Task requirements: Pull out every line of the data below that contains the word "dirt", matching case exactly, and copy each one unchanged.

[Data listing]
──────────────────────────────

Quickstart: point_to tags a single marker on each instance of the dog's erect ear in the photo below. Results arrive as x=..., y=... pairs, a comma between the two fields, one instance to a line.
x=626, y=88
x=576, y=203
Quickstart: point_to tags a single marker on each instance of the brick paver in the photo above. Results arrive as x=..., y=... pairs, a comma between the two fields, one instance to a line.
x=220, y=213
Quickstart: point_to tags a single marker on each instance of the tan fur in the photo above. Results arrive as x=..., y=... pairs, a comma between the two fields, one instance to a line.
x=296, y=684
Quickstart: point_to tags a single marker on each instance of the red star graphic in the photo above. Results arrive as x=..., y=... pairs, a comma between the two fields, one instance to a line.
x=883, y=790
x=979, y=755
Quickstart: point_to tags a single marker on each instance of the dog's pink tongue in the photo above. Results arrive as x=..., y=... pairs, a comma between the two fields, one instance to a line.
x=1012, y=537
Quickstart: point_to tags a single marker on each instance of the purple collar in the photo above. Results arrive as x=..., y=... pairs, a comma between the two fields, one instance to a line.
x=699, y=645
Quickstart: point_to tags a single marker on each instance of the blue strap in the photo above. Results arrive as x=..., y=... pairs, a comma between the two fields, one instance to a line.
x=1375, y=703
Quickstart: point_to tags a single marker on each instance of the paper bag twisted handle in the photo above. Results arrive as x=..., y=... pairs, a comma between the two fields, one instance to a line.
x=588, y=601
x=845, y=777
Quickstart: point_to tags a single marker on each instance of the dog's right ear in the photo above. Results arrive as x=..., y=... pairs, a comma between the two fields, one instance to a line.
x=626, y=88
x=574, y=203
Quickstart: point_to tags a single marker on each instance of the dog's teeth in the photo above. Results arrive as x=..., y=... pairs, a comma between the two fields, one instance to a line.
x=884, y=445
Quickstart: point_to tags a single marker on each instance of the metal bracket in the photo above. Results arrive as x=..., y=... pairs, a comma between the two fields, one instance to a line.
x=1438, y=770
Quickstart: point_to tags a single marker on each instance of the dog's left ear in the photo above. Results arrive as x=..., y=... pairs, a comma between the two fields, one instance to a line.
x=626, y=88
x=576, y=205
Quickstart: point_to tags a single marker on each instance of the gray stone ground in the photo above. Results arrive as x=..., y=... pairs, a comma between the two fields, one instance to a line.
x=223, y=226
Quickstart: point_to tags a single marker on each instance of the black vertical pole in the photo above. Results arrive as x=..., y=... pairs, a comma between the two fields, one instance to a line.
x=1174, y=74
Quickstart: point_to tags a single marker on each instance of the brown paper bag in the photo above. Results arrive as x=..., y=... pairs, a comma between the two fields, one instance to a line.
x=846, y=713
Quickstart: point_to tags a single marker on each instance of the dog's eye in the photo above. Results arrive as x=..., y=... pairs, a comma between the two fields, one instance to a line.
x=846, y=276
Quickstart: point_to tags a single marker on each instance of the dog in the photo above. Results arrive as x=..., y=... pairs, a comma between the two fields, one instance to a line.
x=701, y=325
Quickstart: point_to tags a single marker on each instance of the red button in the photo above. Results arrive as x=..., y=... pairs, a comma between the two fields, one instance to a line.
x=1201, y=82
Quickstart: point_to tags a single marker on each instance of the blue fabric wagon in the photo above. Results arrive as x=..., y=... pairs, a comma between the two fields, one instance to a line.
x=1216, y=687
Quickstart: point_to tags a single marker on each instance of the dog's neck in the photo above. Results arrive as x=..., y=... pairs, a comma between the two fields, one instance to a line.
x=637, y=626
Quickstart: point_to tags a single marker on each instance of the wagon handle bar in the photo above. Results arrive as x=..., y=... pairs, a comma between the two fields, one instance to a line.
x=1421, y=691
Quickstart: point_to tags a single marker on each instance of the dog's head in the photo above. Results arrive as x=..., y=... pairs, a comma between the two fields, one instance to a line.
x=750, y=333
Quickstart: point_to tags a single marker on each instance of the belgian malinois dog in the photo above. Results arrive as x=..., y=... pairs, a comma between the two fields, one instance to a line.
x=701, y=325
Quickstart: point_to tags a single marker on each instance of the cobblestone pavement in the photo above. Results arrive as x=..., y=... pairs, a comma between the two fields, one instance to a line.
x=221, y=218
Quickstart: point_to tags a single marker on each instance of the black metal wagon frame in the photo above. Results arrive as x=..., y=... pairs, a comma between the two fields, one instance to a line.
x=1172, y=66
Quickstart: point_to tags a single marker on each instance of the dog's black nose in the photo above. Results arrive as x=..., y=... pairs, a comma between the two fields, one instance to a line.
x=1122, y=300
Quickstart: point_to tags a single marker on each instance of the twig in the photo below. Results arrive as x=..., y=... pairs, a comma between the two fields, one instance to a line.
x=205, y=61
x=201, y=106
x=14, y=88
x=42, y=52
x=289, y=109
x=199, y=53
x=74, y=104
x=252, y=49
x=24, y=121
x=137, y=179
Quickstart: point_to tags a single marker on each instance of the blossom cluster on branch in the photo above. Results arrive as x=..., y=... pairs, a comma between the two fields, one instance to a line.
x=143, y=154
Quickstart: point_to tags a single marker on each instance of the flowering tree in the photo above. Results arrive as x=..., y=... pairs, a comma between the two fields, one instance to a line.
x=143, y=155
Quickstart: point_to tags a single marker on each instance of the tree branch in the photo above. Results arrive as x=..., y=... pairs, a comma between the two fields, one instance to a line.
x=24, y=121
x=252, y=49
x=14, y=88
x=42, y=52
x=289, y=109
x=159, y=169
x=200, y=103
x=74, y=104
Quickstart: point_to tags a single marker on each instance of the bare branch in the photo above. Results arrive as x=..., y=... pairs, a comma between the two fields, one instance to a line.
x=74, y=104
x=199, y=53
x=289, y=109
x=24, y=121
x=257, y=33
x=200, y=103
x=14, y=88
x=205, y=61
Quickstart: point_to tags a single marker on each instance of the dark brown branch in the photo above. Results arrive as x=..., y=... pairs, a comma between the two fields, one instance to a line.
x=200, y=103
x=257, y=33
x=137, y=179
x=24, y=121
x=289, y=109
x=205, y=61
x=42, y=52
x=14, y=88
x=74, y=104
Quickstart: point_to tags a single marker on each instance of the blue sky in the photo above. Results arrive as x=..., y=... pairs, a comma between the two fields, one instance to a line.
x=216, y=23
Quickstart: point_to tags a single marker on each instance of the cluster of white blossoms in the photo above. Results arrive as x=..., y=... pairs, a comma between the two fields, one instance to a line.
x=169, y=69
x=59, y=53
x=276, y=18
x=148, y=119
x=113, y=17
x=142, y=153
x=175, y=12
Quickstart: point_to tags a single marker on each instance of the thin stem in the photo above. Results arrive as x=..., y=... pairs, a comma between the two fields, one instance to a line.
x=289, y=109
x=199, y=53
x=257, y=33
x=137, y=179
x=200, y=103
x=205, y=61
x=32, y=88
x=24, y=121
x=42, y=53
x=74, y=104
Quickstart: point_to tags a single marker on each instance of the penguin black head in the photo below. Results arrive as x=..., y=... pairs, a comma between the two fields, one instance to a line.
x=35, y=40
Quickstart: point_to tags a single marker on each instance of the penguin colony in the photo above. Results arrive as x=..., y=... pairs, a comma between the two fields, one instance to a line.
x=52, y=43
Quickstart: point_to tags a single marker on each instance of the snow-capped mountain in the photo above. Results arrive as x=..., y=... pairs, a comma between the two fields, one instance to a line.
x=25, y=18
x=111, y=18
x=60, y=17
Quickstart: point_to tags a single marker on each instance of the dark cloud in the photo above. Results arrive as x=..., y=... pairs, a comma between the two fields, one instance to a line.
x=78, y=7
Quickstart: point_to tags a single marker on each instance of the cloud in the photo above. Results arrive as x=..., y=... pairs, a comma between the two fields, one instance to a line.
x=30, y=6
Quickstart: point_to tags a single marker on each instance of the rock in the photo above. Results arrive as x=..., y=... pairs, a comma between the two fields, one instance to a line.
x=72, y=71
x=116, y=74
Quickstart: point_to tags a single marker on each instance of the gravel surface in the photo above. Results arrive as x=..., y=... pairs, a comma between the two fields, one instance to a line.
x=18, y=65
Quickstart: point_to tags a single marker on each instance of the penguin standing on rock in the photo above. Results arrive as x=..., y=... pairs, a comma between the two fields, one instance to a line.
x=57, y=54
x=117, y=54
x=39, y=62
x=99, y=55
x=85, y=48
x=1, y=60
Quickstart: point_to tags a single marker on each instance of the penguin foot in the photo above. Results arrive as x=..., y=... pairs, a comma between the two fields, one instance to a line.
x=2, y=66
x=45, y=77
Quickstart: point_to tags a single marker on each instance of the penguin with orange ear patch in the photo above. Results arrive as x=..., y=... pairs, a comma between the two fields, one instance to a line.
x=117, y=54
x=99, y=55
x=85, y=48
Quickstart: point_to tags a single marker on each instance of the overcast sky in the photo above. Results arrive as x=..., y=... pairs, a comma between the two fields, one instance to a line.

──────────────────────────────

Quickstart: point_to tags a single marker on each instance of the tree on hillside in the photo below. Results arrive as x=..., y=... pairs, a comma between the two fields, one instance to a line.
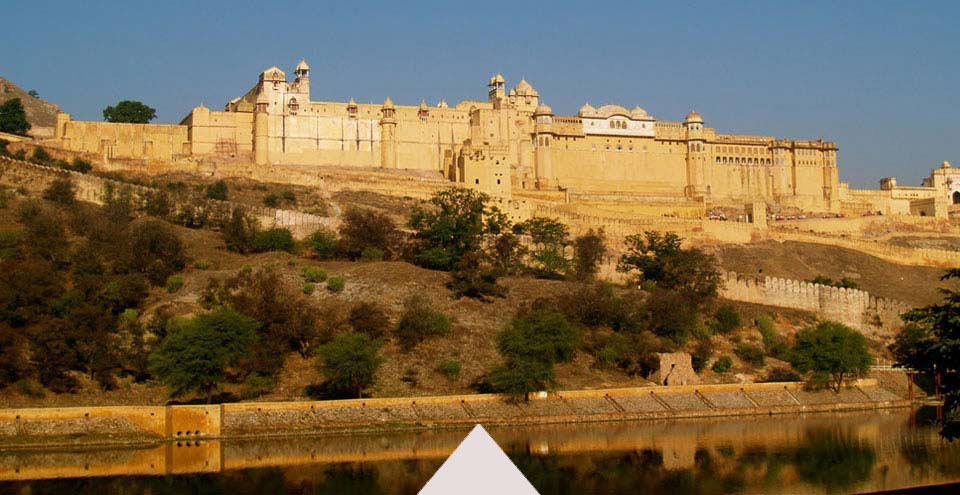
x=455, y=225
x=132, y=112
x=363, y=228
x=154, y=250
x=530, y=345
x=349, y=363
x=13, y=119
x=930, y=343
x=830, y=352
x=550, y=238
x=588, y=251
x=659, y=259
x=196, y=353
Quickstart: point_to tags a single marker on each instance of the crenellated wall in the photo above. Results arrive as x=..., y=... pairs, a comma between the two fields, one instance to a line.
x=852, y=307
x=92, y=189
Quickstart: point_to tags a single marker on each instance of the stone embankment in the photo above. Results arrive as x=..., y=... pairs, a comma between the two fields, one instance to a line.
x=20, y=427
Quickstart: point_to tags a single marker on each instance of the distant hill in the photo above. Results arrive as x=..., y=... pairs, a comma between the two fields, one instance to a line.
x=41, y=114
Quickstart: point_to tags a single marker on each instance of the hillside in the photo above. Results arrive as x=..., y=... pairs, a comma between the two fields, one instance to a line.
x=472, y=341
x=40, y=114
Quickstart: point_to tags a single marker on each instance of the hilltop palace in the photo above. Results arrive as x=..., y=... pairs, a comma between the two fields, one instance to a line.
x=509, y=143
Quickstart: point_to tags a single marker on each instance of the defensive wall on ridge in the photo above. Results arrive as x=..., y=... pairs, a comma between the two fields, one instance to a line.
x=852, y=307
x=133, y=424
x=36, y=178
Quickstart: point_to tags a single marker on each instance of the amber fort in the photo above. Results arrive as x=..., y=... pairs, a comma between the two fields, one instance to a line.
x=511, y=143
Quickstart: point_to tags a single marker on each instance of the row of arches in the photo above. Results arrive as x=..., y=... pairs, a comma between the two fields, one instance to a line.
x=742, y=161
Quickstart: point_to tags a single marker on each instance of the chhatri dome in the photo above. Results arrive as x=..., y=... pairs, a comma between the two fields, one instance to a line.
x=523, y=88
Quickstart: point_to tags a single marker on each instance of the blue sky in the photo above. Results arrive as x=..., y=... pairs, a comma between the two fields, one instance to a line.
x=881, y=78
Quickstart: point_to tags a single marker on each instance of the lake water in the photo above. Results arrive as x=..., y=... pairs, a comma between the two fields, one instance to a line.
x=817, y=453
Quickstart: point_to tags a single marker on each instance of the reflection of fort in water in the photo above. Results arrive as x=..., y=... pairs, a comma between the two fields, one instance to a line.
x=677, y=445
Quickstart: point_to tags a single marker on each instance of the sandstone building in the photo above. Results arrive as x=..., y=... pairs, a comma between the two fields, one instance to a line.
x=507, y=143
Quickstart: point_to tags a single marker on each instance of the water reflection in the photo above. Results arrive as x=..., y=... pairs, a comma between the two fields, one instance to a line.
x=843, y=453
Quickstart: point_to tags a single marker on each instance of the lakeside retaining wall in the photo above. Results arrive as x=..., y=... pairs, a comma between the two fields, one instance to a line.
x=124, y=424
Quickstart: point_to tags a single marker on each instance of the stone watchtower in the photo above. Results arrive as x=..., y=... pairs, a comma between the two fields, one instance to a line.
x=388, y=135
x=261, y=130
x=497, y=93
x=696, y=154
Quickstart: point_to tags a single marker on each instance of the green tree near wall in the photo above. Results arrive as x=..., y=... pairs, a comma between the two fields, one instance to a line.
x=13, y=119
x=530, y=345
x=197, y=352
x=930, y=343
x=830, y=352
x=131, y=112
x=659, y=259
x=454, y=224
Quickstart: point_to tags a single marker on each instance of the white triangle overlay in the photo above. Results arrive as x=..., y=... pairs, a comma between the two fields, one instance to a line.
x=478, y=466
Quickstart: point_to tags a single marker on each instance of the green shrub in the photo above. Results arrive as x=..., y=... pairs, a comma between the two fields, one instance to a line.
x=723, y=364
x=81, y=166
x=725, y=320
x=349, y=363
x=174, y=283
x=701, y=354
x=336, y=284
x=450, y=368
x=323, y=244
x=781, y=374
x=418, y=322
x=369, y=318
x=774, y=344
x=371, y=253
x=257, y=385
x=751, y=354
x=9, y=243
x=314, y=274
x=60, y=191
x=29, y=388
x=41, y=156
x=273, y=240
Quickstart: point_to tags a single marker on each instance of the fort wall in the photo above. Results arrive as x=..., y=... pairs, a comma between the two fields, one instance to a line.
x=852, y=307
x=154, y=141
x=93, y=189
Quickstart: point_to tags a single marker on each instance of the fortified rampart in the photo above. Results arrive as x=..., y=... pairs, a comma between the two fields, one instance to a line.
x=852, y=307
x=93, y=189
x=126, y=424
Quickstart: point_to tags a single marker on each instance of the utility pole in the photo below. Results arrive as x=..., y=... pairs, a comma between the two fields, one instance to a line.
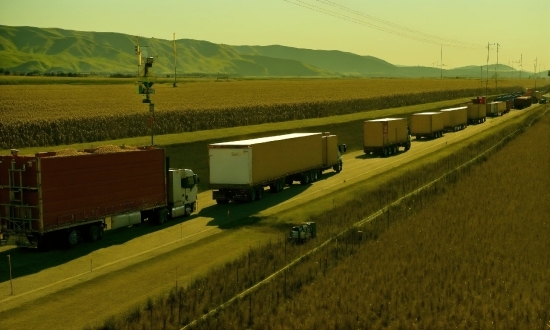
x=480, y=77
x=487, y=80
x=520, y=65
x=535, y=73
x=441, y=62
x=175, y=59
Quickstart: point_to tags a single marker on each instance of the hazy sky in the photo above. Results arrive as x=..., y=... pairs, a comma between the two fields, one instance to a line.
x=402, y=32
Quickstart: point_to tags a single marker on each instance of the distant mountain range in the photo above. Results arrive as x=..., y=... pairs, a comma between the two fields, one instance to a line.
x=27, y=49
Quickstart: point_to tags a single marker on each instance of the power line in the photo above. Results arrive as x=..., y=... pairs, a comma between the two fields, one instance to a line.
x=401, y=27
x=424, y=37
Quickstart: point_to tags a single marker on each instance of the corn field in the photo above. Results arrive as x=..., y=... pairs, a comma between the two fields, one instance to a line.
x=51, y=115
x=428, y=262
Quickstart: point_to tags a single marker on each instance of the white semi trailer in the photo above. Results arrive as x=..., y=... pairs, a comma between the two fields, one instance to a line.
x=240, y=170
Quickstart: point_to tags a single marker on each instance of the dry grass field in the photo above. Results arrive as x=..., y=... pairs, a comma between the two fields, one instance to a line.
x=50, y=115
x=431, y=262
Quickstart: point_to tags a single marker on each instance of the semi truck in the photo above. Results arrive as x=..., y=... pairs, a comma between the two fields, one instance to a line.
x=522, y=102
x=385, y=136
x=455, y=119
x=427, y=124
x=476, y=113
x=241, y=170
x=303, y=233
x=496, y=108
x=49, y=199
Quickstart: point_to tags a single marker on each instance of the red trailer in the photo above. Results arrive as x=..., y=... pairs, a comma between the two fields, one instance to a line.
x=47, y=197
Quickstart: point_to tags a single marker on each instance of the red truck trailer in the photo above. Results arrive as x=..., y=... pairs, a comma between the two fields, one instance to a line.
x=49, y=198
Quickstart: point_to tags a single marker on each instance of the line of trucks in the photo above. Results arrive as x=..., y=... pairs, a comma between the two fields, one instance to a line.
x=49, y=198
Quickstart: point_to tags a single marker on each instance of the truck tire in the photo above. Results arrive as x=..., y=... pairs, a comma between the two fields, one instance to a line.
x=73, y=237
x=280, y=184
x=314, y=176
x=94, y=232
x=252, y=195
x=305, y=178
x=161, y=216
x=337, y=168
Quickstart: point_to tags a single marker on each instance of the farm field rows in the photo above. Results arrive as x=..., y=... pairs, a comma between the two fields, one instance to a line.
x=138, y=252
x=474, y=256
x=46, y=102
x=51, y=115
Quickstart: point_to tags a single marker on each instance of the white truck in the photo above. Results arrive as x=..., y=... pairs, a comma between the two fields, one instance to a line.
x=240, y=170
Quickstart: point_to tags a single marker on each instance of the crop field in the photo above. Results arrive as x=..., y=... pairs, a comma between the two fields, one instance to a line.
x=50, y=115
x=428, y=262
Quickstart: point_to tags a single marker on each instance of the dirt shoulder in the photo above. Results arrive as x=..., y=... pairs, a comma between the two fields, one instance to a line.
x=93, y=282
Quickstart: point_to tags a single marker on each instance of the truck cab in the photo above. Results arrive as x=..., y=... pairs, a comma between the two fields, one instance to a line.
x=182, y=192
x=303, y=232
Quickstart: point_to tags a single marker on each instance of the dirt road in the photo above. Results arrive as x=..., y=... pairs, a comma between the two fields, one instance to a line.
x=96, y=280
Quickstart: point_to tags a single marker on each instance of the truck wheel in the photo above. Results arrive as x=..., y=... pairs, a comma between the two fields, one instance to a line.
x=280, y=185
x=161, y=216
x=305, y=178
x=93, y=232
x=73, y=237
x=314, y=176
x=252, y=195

──────────────────────────────

Complete response:
Quickstart: point_to tags a single marker on each instance of the dirt shoulder in the photo above. Results arrive as x=..., y=... pairs, a comma between the two fields, one instance to a line.
Quickstart: point_to tags a single marker on each instance of the dirt road in the photo above. Results arrive as x=..., y=... pairs, a comma between the two fields, one instance to a line.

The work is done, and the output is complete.